Le Dr Arnaud Depil Duval était l’urgentiste qui osait aborder la question de la qualité de vie des équipes des urgences – dont le taux de burn out annoncé est de 57 % - dans des congrès plutôt théoriques. Cette bienveillance affichée envers les internes et les médecins ont fait qu’en plein désert médical, à Évreux et Vernon, les équipes médicales étaient au complet. « J’ai été chef de service très jeune, c’est peut-être pour cela que j’ai fait très attention à la façon dont les internes et les jeunes seniors pouvaient s’épanouir dans un service réputé difficile, au sein d’une région un peu délaissée par manque d’attractivité », explique au « Quotidien » le Dr Depil Duval.
Dès le début de son mandat de chef de service à Évreux, il a choisi de faire que la qualité de vie au travail des soignants ne soit plus une utopie en prenant en compte les conditions de travail et de vie extra-professionnelles, la capacité à s’exprimer et agir, et le contenu du travail (autonomie, valeurs de travail, possibilités d’apprentissage…).
Manger, dormir, rien de nouveau
Comme l’affirme le Dr Depil Duval, il n’a rien inventé. Il a mis en place des mesures simples comme par exemple l’obligation de prendre les repas à des heures « décentes », un temps de repos régulier au cours des gardes de 24 heures (temps de sieste ou de déconnexion). Il a tenté de redévelopper l’esprit d’équipe avec une transmission du savoir aux plus jeunes par compagnonnage (qui a été qualifié de cocooning excessif par certains collaborateurs)…
« L’idée de la sieste m’est venue d’une application aux services d’urgences de mesures adoptées au sein du service de santé des armées pour lutter contre la fatigue des militaires. La fatigue aiguë survient chez des individus sains, elle a un rôle d’alerte et prévient la personne qu’un repos est nécessaire. Elle s’accompagne d’une moindre capacité à percevoir l'environnement, une difficulté d’attention, de concentration, de troubles de l’humeur, de la mémoire. Mais la fatigue qui serait à l’origine de 10 à 15 % des accidents en médecine, reste encore un sujet tabou », continue le Dr Depil Duval.

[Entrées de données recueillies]
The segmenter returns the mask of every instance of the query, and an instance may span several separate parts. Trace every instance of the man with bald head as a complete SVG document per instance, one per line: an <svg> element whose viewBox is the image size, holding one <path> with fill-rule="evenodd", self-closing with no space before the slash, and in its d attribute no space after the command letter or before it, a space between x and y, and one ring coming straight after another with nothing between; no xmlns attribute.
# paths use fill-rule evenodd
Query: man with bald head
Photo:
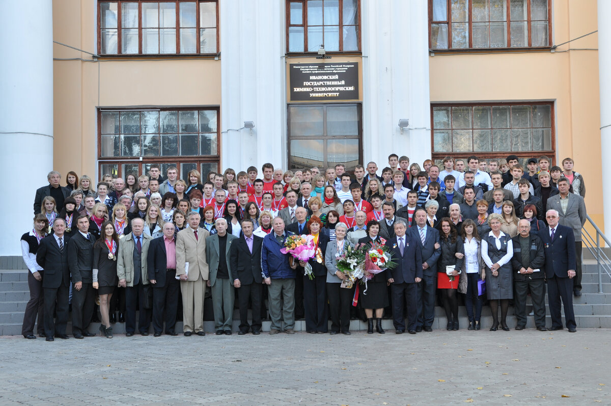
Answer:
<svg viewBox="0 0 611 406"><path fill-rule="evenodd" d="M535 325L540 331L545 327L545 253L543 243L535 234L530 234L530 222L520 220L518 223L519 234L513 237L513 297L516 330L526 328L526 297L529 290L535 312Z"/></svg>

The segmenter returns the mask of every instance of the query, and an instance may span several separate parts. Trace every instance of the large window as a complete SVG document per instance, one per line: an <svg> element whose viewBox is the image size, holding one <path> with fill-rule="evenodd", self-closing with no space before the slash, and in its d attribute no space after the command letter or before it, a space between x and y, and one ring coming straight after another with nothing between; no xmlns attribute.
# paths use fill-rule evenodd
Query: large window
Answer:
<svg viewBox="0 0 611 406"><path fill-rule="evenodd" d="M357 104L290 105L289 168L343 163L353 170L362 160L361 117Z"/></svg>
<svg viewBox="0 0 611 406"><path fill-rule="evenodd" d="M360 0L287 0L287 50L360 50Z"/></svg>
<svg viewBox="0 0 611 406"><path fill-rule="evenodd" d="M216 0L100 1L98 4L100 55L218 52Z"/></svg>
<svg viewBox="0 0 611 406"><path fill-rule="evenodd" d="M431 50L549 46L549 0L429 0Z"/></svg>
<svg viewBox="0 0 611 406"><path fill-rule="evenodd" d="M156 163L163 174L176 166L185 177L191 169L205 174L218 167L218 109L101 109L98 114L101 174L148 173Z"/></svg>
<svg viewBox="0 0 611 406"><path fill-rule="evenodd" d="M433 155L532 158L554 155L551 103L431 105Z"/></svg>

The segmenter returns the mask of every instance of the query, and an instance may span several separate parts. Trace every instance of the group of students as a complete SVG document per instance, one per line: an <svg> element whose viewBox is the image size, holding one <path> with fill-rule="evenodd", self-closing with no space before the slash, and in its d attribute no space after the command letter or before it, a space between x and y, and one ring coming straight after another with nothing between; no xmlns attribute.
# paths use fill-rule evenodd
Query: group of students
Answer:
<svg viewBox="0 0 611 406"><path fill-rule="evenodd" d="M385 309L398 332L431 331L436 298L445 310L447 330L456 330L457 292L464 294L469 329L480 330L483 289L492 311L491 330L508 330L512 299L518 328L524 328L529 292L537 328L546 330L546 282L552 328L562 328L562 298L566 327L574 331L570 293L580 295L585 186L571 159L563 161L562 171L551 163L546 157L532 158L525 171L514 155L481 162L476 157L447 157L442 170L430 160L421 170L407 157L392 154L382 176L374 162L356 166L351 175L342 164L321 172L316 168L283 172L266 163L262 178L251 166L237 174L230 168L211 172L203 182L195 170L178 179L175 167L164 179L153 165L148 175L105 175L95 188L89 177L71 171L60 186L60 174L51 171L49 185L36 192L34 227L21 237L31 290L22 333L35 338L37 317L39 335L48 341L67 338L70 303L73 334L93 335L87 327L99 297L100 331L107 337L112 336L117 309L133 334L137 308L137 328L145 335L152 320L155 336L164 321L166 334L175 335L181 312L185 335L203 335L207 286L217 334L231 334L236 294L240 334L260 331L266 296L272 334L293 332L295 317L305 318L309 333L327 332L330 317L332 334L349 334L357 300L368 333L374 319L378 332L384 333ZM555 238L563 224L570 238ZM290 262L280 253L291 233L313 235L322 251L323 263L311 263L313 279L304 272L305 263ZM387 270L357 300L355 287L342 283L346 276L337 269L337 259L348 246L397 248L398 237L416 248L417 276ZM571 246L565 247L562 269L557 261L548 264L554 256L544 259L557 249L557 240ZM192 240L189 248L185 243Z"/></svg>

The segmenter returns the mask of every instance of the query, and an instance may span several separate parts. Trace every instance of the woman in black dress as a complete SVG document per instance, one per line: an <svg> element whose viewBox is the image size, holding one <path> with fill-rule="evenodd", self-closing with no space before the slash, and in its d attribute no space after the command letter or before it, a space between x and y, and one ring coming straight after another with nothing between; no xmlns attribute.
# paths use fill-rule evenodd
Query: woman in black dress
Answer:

[Consigne]
Veuillez reproduire mot pour mot le passage de l'extrait sur la qualité de vie aux urgences compris entre « Dès le début » et « travail, possibilités d’apprentissage…). », bornes incluses.

[Zone de réponse]
Dès le début de son mandat de chef de service à Évreux, il a choisi de faire que la qualité de vie au travail des soignants ne soit plus une utopie en prenant en compte les conditions de travail et de vie extra-professionnelles, la capacité à s’exprimer et agir, et le contenu du travail (autonomie, valeurs de travail, possibilités d’apprentissage…).